Start of Block

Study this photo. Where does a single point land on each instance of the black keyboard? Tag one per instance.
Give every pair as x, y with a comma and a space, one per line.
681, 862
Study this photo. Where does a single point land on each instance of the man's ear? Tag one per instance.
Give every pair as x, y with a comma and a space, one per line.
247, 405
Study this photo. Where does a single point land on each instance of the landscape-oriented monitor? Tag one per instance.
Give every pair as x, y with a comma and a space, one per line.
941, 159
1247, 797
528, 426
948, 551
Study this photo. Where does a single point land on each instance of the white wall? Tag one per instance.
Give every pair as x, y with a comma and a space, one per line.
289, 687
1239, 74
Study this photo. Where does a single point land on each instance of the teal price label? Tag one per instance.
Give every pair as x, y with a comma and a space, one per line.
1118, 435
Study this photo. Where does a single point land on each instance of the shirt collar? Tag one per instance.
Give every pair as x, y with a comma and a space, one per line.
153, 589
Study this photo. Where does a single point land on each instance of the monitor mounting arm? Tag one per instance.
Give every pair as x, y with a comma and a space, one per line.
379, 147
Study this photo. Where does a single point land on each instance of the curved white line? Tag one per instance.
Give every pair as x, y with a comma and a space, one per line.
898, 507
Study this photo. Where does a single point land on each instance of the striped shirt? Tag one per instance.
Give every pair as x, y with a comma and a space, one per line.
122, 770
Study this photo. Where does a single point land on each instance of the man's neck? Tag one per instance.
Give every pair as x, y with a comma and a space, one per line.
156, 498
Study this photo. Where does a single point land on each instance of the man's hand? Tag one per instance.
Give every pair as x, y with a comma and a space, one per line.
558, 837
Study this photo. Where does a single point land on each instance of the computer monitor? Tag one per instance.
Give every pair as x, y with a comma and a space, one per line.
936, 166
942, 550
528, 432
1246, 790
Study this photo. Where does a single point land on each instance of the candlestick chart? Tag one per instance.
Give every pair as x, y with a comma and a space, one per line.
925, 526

End of Block

• THE TASK: Show every line from the listing above in which the string "monitor" appears.

• REPLY:
Study this photo. Where does a single point land on each instance of the landscape-oriented monitor? Tag one per instance.
Study this photo. Where does a single point land on each instance of the monitor mounting arm? Tag one per instance.
Study this photo. Where does a single point land on each instance of the computer monitor? Tag one per instance.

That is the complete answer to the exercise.